ПРЕДЛОЖЕННЫЙ ОТРЫВОК:
Бывали с ним в этом смысле забавные эпизоды. Так, например, во время устройства выставок. Когда к "Передвижникам" влилась новая струя из Московского общества художников – Бялыницкий-Бируля, Жуковский, Петровичев, Туржанский и другие, за которых, к слову сказать, самым ярым ходатаем был Репин, – для новых пришельцев явился совершенно недопустимым Бодаревский. Мало кто теперь помнит этого ужасного художника, специализировавшегося на женских портретах и являвшегося воплощением пошлости. Все его красавицы точно сошли с конфетных или папиросных коробок, только в увеличенном виде. Но он был старым членом Товарищества передвижников, и отделаться от него было трудно. Однако его картины, большие, яркие и крикливые, портили всю физиономию выставки. Большая часть художников обратилась к Репину как к наиболее чтимому и авторитетному члену общества с просьбой очистить выставку от Бодаревского. Репин огорчился.

– О, о, о... нельзя же... как-то нужно... по-товарищески... Да бог с ним – пусть висит!

Художники замолчали. На другой день назначен был обход – еще до вернисажа. Репин пришел. Выставка была очень удачна. Репин ходил от картины к картине, но все беспокойно возвращался к полотну Бодаревского, словно его тянуло. Вдруг не выдержал: подошел к Бодаревскому и, дернув его за рукав, умоляющим тоном воскликнул:

– Николай Корнилиевич! Уберите, не сердитесь, уберите... Портит все... и портит вам!

Так и заставил его убрать картину. С этим Бодаревским у него с тех пор постоянно происходили какие-то огорчения. На следующий сезон, когда Репин вошел в центральный зал, первой ему кинулась в глаза огромная картина Бодаревского – "Ню" ("Обнаженная"), против которой так восставали остальные товарищи, что автор в тот же день быстро пририсовал ей вуаль, прикрыв наготу. Но и это не помогло.

Репин вошел, ахнул, помолчал и вдруг воскликнул:

– Ох, не могу! Что хотите, а уберите!

"Обнаженную" тоже убрали.

В то время для членов общества не существовало жюри – оно было только для новых экспонентов "с воли". Молодых Репин обыкновенно защищал с пеной у рта. Бывало, возьмется за какую-нибудь посредственную картинку и начнет:

– О, о, о! Нельзя же! Такая искренность, такая любовь... Надо же это поощрять. Молодое дарование! – И заставит принять.

Придет на другой день:

– А ведь вы правы... – скажет кому-нибудь из членов жюри, – ведь не нарисовано. – Вглядится, отойдет, опять подойдет: – Да, руки не нарисованы! О, о, о! Да и ноги не нарисованы... Да ничего не нарисовано! Убрать, убрать!

СОДЕРЖИМОЕ НАБОРА ДАННЫХ:
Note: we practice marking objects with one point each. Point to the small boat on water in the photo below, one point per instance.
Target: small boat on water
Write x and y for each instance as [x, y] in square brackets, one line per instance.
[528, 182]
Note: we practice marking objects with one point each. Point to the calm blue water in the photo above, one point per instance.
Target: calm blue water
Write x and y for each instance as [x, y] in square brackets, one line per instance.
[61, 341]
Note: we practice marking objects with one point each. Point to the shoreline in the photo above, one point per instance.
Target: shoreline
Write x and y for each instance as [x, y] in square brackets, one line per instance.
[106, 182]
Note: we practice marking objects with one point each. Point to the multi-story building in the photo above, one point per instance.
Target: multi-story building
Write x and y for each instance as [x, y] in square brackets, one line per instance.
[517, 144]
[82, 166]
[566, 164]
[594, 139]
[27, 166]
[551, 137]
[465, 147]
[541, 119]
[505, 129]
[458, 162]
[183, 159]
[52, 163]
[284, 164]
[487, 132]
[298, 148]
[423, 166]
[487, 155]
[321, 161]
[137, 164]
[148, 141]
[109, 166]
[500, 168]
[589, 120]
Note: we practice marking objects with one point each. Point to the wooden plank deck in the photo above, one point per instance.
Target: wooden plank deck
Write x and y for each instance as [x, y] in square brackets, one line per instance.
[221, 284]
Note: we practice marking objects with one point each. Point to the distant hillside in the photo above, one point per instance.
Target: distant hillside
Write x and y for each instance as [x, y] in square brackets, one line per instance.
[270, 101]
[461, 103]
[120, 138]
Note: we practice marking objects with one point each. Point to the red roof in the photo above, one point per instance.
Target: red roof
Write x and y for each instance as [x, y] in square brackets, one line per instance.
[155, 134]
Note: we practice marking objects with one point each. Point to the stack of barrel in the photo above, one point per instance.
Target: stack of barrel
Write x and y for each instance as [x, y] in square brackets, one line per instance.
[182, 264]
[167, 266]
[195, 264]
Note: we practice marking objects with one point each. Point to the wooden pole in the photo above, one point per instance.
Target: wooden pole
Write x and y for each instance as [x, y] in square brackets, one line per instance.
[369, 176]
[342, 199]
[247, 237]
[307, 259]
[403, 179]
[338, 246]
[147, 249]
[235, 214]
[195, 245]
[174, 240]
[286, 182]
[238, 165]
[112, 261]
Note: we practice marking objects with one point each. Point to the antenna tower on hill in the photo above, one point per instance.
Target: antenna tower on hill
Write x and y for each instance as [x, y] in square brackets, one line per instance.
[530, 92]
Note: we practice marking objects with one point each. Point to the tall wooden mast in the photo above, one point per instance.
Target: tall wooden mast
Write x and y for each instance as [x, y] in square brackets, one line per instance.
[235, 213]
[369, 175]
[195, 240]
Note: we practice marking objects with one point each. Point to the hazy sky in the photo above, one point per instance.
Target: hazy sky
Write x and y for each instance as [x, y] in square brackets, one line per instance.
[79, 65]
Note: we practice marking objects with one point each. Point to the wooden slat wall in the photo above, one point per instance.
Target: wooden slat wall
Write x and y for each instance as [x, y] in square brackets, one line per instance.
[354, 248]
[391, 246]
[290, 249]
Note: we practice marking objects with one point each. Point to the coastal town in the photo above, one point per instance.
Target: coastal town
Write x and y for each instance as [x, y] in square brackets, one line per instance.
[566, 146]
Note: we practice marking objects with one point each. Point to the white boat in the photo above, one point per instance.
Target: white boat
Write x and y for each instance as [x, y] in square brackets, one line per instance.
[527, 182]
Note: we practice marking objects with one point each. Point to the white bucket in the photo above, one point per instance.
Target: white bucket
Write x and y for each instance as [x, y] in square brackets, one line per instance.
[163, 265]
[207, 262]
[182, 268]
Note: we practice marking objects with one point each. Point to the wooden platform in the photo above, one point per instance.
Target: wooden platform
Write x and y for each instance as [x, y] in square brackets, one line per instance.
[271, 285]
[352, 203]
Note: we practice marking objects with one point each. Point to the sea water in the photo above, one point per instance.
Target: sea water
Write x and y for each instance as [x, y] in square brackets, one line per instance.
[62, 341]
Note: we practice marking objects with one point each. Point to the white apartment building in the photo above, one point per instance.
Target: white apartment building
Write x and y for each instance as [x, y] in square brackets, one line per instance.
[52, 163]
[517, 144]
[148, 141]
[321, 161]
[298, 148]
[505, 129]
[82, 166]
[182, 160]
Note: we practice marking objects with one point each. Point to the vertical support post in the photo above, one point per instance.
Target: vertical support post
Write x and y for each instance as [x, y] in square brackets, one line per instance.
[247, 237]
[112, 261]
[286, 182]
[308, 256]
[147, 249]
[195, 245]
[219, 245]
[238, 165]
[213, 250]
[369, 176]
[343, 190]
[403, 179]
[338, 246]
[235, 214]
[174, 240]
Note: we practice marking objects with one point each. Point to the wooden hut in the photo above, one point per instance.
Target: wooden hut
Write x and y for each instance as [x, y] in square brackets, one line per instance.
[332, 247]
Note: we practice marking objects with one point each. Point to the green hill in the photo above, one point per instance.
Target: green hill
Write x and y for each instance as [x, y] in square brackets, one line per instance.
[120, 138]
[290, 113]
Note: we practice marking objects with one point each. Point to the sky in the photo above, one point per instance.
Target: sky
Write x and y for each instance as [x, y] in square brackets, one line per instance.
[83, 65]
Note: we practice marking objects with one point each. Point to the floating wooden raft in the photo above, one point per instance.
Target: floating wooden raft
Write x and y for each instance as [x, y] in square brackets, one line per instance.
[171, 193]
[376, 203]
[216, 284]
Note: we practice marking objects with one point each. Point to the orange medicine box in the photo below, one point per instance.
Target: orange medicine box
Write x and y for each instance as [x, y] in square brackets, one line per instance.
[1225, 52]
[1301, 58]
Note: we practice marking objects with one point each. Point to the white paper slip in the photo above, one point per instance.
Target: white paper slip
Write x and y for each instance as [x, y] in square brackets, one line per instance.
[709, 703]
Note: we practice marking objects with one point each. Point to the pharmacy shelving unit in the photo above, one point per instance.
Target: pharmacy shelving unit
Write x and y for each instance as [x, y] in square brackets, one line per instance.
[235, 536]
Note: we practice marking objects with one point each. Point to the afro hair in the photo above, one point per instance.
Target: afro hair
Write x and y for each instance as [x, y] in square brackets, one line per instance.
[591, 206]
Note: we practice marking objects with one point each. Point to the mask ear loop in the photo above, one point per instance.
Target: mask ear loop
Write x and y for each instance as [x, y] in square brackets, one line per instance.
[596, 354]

ЧТО СДЕЛАТЬ:
1. Определите, согласуются ли с отрывком о Репине и Бодаревском три утверждения: (a) самым ярым ходатаем за художников из Московского общества был Репин; (b) для членов общества существовало жюри; (c) Бодаревский специализировался на пейзажах. На каждое ответьте «да» или «нет» и приведите точную цитату из отрывка, которая это решает.
2. Выпишите из отрывка о Репине и Бодаревском без изменений фрагмент, начиная со слов «Репин вошел, ахнул, помолчал» и заканчивая словами «нарисовано! Убрать, убрать!».
3. Что Бодаревский пририсовал картине «Ню», чтобы прикрыть наготу, согласно отрывку о Репине и Бодаревском?
Материал для этой работы не понадобится.

ОТВЕТЫ ПО НОМЕРАМ:
1.
(a) Да: «за которых, к слову сказать, самым ярым ходатаем был Репин».
(b) Нет: «В то время для членов общества не существовало жюри».
(c) Нет: «специализировавшегося на женских портретах и являвшегося воплощением пошлости».

2.
Репин вошел, ахнул, помолчал и вдруг воскликнул:

– Ох, не могу! Что хотите, а уберите!

"Обнаженную" тоже убрали.

В то время для членов общества не существовало жюри – оно было только для новых экспонентов "с воли". Молодых Репин обыкновенно защищал с пеной у рта. Бывало, возьмется за какую-нибудь посредственную картинку и начнет:

– О, о, о! Нельзя же! Такая искренность, такая любовь... Надо же это поощрять. Молодое дарование! – И заставит принять.

Придет на другой день:

– А ведь вы правы... – скажет кому-нибудь из членов жюри, – ведь не нарисовано. – Вглядится, отойдет, опять подойдет: – Да, руки не нарисованы! О, о, о! Да и ноги не нарисованы... Да ничего не нарисовано! Убрать, убрать!

3. Вуаль.